_WHAT YOU NEED TO DO_: Set down the stretch of the health-care text from "Facebook Twitter" through "or insurance industry.", word for word.

_GIVEN TEXT_:
=== Section Start ===
Facebook Twitter

INSURANCE FIRMS MUST MAKE PROFIT

SHARE INSURANCE FIRMS MUST MAKE PROFIT

I can't believe anyone can be so naive, misinformed or whatever Luana Benzmiller's problem is with regard to the health-care issue (Forum, Aug. 5). She said, "The issue doesn't seem that difficult. One of two possibilities would do wonders for us." She concludes that "they have worked in the industry for over 20 years." I wonder which industry? Certainly not the medical or insurance industry.

She recommends "moving ahead on socialized medicine" with the comment that "too many countries are having a degree of success with this for us to ignore it." I don't know where she has been for the past number of years, but just the opposite is true. Many countries have found that it is too expensive and just doesn't work. Canada is a good example.Further, she said, "Another option is for insurance companies to lower their rates . . . " Two questions for Ms. Benzmiller: How does she think insurance rates are set? And, what does she think insurance companies pay claims with?
=== Section End ===
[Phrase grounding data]
=== Section Start ===
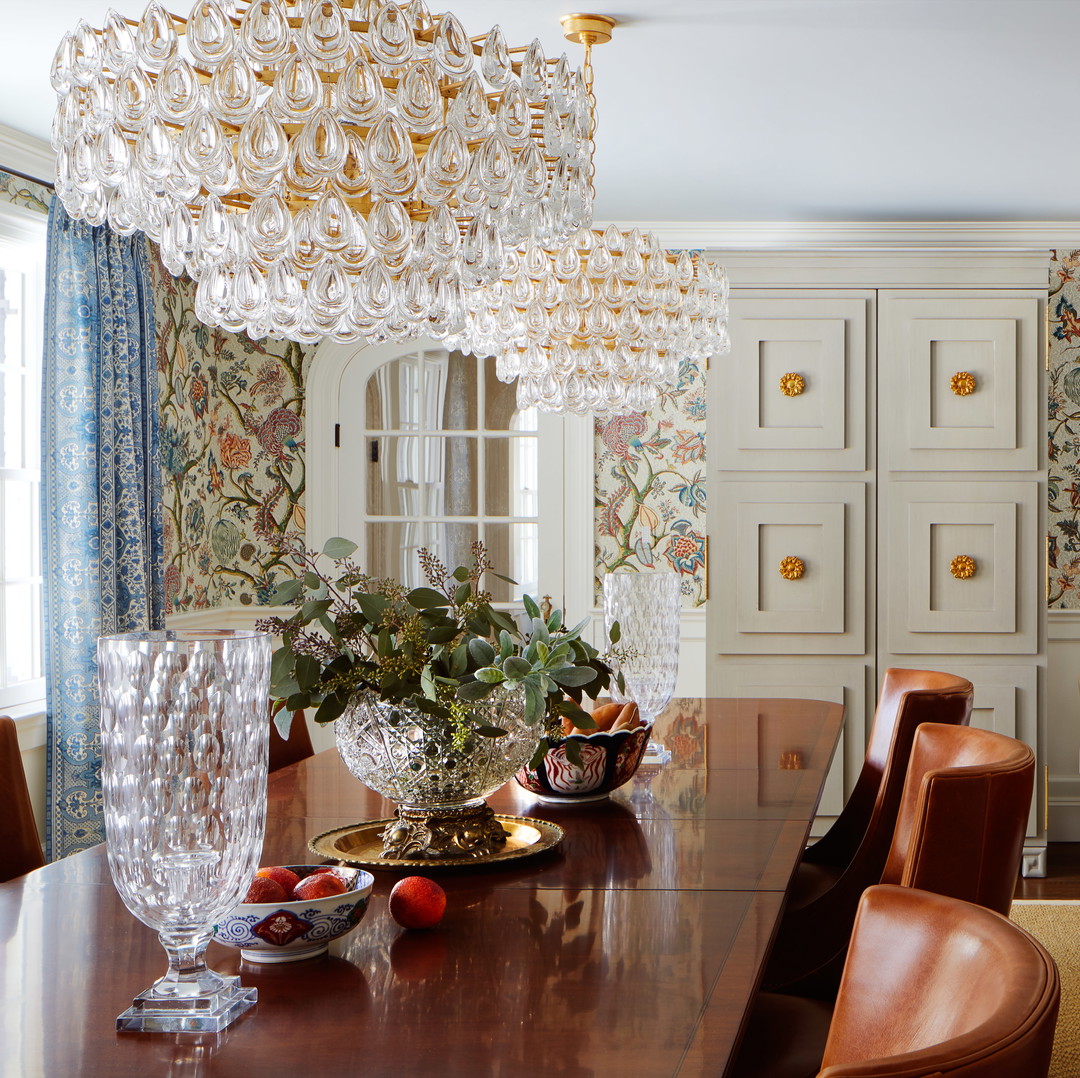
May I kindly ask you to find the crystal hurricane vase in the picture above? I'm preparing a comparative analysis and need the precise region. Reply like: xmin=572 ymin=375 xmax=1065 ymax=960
xmin=604 ymin=570 xmax=681 ymax=763
xmin=97 ymin=631 xmax=270 ymax=1033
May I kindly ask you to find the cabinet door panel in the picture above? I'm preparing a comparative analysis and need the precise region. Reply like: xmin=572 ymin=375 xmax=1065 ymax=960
xmin=714 ymin=483 xmax=866 ymax=655
xmin=878 ymin=292 xmax=1041 ymax=471
xmin=711 ymin=295 xmax=868 ymax=471
xmin=879 ymin=481 xmax=1039 ymax=655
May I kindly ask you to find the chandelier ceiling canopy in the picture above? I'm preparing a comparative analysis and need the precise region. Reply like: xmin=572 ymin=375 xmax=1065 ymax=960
xmin=447 ymin=14 xmax=731 ymax=416
xmin=52 ymin=0 xmax=592 ymax=341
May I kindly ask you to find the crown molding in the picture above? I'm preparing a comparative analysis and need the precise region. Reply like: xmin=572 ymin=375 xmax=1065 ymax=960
xmin=0 ymin=123 xmax=56 ymax=186
xmin=594 ymin=220 xmax=1080 ymax=252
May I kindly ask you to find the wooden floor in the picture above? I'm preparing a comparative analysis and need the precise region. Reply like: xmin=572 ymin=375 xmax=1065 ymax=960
xmin=1015 ymin=843 xmax=1080 ymax=900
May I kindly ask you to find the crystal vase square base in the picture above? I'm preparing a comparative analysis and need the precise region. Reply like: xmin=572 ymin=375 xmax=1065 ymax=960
xmin=117 ymin=976 xmax=258 ymax=1033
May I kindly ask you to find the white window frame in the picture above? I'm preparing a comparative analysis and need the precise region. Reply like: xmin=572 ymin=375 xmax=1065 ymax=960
xmin=0 ymin=203 xmax=48 ymax=718
xmin=305 ymin=338 xmax=595 ymax=623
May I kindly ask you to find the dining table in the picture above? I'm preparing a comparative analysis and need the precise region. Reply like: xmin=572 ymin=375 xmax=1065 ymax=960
xmin=0 ymin=699 xmax=843 ymax=1078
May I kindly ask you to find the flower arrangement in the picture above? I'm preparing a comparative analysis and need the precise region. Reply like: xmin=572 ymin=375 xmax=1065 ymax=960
xmin=258 ymin=538 xmax=618 ymax=760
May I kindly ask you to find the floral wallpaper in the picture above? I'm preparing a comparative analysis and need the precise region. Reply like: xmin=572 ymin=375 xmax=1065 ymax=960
xmin=154 ymin=250 xmax=306 ymax=614
xmin=0 ymin=170 xmax=53 ymax=214
xmin=595 ymin=360 xmax=707 ymax=607
xmin=1047 ymin=251 xmax=1080 ymax=610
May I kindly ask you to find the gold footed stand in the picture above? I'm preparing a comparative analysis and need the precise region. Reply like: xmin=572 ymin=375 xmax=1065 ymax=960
xmin=381 ymin=801 xmax=508 ymax=861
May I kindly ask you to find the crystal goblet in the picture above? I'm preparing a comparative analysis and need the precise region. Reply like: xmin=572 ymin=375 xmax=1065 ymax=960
xmin=604 ymin=570 xmax=681 ymax=762
xmin=97 ymin=630 xmax=270 ymax=1033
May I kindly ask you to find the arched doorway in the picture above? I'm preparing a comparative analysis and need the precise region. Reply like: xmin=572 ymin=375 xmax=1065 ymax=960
xmin=306 ymin=339 xmax=593 ymax=618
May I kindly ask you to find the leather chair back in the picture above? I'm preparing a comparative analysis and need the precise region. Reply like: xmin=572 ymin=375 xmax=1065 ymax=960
xmin=881 ymin=723 xmax=1035 ymax=914
xmin=804 ymin=668 xmax=974 ymax=887
xmin=270 ymin=711 xmax=314 ymax=772
xmin=0 ymin=715 xmax=45 ymax=882
xmin=764 ymin=670 xmax=974 ymax=999
xmin=818 ymin=886 xmax=1061 ymax=1078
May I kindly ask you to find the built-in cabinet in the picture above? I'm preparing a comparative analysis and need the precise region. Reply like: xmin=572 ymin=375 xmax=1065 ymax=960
xmin=706 ymin=254 xmax=1047 ymax=875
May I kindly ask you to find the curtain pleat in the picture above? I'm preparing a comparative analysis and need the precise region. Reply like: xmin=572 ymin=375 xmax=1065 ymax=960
xmin=41 ymin=200 xmax=164 ymax=859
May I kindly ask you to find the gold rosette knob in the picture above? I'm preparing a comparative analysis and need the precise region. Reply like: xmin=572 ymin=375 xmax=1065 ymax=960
xmin=780 ymin=556 xmax=807 ymax=580
xmin=948 ymin=370 xmax=975 ymax=396
xmin=780 ymin=372 xmax=807 ymax=396
xmin=948 ymin=554 xmax=975 ymax=580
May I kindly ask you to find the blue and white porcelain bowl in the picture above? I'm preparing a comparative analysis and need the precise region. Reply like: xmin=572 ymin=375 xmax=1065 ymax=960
xmin=214 ymin=864 xmax=375 ymax=962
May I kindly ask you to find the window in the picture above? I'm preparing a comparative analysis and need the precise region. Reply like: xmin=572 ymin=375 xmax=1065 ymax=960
xmin=305 ymin=340 xmax=594 ymax=621
xmin=342 ymin=348 xmax=539 ymax=603
xmin=0 ymin=206 xmax=45 ymax=710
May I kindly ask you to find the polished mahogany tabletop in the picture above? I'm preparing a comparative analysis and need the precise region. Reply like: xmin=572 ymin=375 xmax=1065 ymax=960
xmin=0 ymin=700 xmax=843 ymax=1078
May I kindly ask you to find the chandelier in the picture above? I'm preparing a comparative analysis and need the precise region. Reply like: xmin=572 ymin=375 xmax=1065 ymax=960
xmin=52 ymin=0 xmax=592 ymax=341
xmin=446 ymin=225 xmax=731 ymax=416
xmin=446 ymin=14 xmax=731 ymax=416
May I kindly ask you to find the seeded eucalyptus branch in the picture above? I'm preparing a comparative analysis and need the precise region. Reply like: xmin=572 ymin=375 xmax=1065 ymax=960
xmin=250 ymin=538 xmax=617 ymax=756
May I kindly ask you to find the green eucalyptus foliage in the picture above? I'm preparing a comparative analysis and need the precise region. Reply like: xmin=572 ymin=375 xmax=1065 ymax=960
xmin=251 ymin=538 xmax=611 ymax=755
=== Section End ===
_WRITTEN ANSWER_:
Facebook Twitter

INSURANCE FIRMS MUST MAKE PROFIT

SHARE INSURANCE FIRMS MUST MAKE PROFIT

I can't believe anyone can be so naive, misinformed or whatever Luana Benzmiller's problem is with regard to the health-care issue (Forum, Aug. 5). She said, "The issue doesn't seem that difficult. One of two possibilities would do wonders for us." She concludes that "they have worked in the industry for over 20 years." I wonder which industry? Certainly not the medical or insurance industry.